-------- Material for this exercise

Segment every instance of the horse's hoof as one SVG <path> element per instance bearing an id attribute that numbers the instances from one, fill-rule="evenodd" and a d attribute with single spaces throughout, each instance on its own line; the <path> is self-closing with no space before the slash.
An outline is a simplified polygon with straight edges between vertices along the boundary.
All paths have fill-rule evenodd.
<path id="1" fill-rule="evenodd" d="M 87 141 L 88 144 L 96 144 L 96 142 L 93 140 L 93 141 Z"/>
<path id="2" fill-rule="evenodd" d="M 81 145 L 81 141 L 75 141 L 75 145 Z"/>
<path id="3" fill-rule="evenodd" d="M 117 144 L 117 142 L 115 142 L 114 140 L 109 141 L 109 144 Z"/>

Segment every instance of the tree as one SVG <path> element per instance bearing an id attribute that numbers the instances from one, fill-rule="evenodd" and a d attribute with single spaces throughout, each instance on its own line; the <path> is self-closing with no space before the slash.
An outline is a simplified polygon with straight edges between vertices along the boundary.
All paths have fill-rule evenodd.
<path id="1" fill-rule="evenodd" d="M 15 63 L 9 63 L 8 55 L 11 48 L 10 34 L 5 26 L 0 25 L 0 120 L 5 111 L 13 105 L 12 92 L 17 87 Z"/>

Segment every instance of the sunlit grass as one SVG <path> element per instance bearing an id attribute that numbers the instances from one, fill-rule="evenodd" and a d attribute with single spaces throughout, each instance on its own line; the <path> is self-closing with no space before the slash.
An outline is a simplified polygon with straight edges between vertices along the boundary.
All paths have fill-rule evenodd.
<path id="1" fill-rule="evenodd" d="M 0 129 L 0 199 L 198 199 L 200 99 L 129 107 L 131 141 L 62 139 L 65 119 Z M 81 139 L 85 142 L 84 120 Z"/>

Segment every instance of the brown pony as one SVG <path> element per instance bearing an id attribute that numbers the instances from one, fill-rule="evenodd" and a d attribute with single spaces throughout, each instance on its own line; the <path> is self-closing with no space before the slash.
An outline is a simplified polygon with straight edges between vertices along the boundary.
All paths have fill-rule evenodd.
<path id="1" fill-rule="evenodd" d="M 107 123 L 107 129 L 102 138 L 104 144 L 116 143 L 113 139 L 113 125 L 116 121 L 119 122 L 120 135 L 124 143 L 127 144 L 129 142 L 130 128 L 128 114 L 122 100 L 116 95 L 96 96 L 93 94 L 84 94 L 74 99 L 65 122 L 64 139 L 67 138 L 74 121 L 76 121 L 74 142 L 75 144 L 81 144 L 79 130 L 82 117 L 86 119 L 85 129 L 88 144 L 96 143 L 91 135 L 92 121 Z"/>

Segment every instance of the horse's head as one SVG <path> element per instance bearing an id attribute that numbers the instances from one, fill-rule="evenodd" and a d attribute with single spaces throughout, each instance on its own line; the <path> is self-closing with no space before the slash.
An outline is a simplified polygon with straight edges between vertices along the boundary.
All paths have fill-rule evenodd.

----------------

▸ **Requirement**
Please rewrite the rows above with "straight edges" replaced by "line segments" wherever it occurs, keeping everything else unchanged.

▸ **Task response**
Segment every instance of the horse's hoof as one SVG <path> element per instance bearing an id attribute that numbers the instances from one, fill-rule="evenodd" and a d attribute with single spaces throughout, each instance on its own line; the <path> is self-closing with no space before the slash.
An outline is a simplified polygon with line segments between vertices along the boundary.
All paths have fill-rule evenodd.
<path id="1" fill-rule="evenodd" d="M 87 141 L 88 144 L 96 144 L 96 142 L 93 140 L 93 141 Z"/>
<path id="2" fill-rule="evenodd" d="M 81 145 L 81 141 L 75 141 L 75 145 Z"/>
<path id="3" fill-rule="evenodd" d="M 117 144 L 117 142 L 115 142 L 114 140 L 109 141 L 109 144 Z"/>

Segment every instance of the tree as one SVG <path> element per instance bearing an id attribute that numbers the instances from one, fill-rule="evenodd" and a d attribute with single spaces throughout, each instance on its own line; the <path> is self-closing with no space before the slash.
An outline is a simplified polygon with line segments between vertices along the boundary.
All paths have fill-rule evenodd.
<path id="1" fill-rule="evenodd" d="M 15 63 L 9 63 L 8 55 L 11 48 L 10 34 L 5 26 L 0 25 L 0 120 L 5 111 L 13 105 L 12 92 L 17 87 Z"/>

Segment every instance of the sunlit grass as one SVG <path> element per instance bearing an id attribute that numbers the instances from one, fill-rule="evenodd" and a d attribute with single spaces throughout, each instance on its own line; the <path> is self-closing with no space before the slash.
An outline is a simplified polygon with line segments between vertices along the boundary.
All paths have fill-rule evenodd.
<path id="1" fill-rule="evenodd" d="M 0 129 L 0 199 L 198 199 L 200 99 L 129 107 L 131 141 L 62 139 L 65 119 Z M 81 139 L 85 142 L 84 120 Z"/>

Segment every instance of the brown pony as one SVG <path> element per instance bearing an id attribute that numbers the instances from one, fill-rule="evenodd" and a d attribute with single spaces throughout, each instance on its own line; the <path> is self-closing with no space before the slash.
An outline is a simplified polygon with line segments between vertices along the boundary.
All paths have fill-rule evenodd.
<path id="1" fill-rule="evenodd" d="M 107 123 L 107 129 L 102 138 L 104 144 L 116 143 L 113 139 L 113 125 L 116 121 L 119 122 L 120 135 L 124 143 L 127 144 L 129 142 L 130 128 L 128 114 L 122 100 L 116 95 L 96 96 L 93 94 L 84 94 L 74 99 L 65 122 L 64 139 L 67 138 L 74 121 L 76 121 L 74 142 L 75 144 L 81 144 L 79 130 L 82 117 L 86 119 L 85 129 L 88 144 L 96 143 L 91 135 L 92 121 Z"/>

Segment every instance of the horse's head as one SVG <path> element per instance bearing an id attribute that numbers the instances from one, fill-rule="evenodd" and a d attribute with single spaces throughout, each instance on its own line; the <path> is self-closing with no space before the slash.
An outline is a simplified polygon with line segments between vertices along the boundary.
All paths have fill-rule evenodd.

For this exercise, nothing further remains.